[Excerpts of location labeling data]

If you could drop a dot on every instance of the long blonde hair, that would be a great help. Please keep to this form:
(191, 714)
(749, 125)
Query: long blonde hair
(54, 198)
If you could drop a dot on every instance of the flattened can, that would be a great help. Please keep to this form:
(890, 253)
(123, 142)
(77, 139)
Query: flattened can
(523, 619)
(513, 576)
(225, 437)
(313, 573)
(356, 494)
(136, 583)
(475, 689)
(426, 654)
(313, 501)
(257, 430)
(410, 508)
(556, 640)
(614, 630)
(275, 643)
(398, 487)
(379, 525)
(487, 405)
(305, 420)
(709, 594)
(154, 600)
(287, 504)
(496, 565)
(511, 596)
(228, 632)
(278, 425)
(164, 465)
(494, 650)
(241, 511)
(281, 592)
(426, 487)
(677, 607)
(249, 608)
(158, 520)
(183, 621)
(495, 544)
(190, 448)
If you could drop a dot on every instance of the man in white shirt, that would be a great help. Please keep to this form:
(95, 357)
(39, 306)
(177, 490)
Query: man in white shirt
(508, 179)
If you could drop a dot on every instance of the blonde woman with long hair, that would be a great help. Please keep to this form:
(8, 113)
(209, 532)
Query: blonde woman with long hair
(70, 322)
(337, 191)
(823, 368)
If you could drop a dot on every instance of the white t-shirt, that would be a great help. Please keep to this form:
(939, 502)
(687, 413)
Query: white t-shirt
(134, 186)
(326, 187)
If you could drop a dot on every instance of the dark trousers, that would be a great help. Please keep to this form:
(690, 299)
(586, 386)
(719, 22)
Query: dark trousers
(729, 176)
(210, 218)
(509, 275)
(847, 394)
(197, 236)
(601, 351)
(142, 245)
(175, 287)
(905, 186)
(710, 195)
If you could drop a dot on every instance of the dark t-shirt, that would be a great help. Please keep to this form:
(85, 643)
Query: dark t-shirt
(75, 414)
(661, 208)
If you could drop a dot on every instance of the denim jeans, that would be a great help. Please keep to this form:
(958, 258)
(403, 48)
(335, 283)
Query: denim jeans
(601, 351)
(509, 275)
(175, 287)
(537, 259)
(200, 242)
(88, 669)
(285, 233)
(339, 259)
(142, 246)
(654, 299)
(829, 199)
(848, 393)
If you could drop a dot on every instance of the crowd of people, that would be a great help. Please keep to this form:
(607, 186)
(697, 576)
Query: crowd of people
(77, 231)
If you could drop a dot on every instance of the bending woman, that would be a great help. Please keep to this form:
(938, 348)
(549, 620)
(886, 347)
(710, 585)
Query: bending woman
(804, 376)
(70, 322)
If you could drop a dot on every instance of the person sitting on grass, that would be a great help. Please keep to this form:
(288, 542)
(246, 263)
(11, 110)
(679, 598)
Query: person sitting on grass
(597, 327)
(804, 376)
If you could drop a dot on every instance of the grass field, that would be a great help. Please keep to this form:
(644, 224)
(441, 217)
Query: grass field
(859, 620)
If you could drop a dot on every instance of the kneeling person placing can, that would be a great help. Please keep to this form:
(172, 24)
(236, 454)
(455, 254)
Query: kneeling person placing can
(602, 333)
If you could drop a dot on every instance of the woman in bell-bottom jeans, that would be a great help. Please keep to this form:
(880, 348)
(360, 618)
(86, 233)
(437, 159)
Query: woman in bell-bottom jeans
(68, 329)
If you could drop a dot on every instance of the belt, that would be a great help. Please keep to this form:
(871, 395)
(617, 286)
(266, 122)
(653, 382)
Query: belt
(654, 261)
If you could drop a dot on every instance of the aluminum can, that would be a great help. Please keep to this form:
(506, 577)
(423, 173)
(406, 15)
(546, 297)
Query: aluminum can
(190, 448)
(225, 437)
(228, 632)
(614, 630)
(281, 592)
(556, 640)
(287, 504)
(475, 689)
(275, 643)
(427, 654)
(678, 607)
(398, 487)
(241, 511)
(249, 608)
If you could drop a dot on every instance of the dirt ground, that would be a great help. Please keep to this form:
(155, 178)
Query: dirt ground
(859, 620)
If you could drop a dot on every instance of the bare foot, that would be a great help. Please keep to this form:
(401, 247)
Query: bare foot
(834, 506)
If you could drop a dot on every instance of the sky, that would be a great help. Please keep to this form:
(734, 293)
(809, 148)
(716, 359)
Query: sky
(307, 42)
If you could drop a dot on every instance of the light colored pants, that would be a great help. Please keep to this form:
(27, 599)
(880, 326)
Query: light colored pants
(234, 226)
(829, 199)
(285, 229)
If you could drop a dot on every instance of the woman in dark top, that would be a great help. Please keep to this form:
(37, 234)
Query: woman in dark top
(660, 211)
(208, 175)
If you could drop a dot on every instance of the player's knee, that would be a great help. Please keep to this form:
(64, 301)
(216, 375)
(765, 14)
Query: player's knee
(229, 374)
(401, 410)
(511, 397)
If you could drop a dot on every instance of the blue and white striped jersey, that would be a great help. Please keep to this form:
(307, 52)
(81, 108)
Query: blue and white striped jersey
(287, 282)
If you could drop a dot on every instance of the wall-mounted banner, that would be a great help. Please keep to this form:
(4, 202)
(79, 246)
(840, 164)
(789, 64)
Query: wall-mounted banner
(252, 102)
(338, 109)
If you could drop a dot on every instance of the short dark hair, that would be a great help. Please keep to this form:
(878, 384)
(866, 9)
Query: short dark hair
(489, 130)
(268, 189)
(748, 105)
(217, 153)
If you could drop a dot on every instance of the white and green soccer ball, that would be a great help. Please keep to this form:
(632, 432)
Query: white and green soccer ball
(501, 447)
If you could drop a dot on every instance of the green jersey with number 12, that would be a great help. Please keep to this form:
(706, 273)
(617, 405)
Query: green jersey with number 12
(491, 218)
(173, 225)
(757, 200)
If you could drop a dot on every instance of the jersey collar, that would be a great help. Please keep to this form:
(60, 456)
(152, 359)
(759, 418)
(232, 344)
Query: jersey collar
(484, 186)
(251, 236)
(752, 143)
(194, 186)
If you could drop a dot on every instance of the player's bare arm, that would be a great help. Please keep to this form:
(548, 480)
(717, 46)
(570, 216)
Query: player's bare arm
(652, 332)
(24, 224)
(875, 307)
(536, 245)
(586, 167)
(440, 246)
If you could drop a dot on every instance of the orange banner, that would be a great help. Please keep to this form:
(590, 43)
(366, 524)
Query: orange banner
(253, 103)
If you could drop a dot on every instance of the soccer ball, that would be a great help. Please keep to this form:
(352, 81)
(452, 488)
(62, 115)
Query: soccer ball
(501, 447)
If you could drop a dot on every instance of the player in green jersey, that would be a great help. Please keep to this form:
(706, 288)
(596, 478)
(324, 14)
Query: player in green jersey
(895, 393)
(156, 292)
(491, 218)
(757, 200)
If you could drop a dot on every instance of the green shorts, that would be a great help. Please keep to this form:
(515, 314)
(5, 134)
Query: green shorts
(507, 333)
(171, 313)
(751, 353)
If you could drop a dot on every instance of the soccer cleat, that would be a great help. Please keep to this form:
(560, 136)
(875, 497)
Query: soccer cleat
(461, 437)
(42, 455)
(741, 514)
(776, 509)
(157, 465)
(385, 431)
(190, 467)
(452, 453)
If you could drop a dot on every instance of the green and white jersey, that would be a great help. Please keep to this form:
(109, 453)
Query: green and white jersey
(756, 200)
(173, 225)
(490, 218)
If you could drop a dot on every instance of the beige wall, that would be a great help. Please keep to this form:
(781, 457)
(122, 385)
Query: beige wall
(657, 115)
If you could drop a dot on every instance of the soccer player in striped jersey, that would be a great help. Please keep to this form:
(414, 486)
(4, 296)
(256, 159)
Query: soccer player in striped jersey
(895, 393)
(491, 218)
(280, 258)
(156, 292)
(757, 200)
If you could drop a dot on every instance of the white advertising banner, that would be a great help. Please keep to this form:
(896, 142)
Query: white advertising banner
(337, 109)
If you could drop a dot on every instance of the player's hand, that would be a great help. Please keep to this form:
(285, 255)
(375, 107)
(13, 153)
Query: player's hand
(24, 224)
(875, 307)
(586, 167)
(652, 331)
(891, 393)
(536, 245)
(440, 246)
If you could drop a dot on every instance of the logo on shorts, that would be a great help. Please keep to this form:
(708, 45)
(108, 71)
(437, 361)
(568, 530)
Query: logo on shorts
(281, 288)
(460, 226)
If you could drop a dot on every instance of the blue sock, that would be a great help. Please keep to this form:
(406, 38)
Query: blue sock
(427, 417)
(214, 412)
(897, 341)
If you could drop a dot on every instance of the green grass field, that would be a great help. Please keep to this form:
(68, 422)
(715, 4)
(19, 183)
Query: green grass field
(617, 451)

● WHAT YOU ARE ASKED TO DO:
Return, word for word, every line from the line with "green shorts, that" to the final line of the data.

● EXPECTED ANSWER:
If you could drop a dot on every instance of the green shorts, that would be a great help. Please keep to this form:
(515, 314)
(5, 134)
Query: green shorts
(507, 333)
(171, 313)
(751, 353)
If you could drop a dot on every instance of the soccer cleat, that would be a great help. Please keep to this form:
(560, 136)
(875, 497)
Query: soccer cleat
(461, 437)
(42, 455)
(741, 514)
(776, 509)
(157, 465)
(385, 431)
(190, 467)
(452, 453)
If you could drop a dot on every instance of the green and white jersey, that would be a great help. Please keep to this form:
(109, 453)
Query: green and white jersey
(756, 200)
(173, 225)
(490, 218)
If you could drop a dot on every instance of the beige wall, that would be a great help. Please keep to this form:
(781, 457)
(122, 385)
Query: beige wall
(657, 115)
If you could drop a dot on every instance of the soccer player in striped jersey, that would be a great help. Please keep to this form:
(414, 486)
(4, 296)
(256, 159)
Query: soccer player in striped jersey
(895, 393)
(491, 218)
(280, 258)
(156, 292)
(757, 200)
If you could drop a dot on every instance of the white advertising banner, that would be a great help. Please keep to this form:
(896, 142)
Query: white advertising banner
(337, 109)
If you could drop a dot on every instance of the player's hand, that would be a great help. Please keep to this form:
(285, 255)
(375, 107)
(13, 153)
Query: player's hand
(24, 224)
(875, 307)
(586, 167)
(652, 331)
(891, 393)
(536, 245)
(440, 246)
If you could drop a dot on every instance of the logo on shorts, that would be a great help. Please keep to this form:
(708, 45)
(108, 71)
(437, 361)
(568, 530)
Query: logo on shorts
(281, 288)
(460, 226)
If you could drop a dot on every instance of the blue sock, that would be a great help. Please keep to this form:
(406, 38)
Query: blue sock
(427, 417)
(214, 412)
(897, 341)
If you could drop a dot on every instance of the green grass field, that would be a great help. Please keep to this form:
(68, 422)
(715, 4)
(19, 183)
Query: green grass field
(617, 451)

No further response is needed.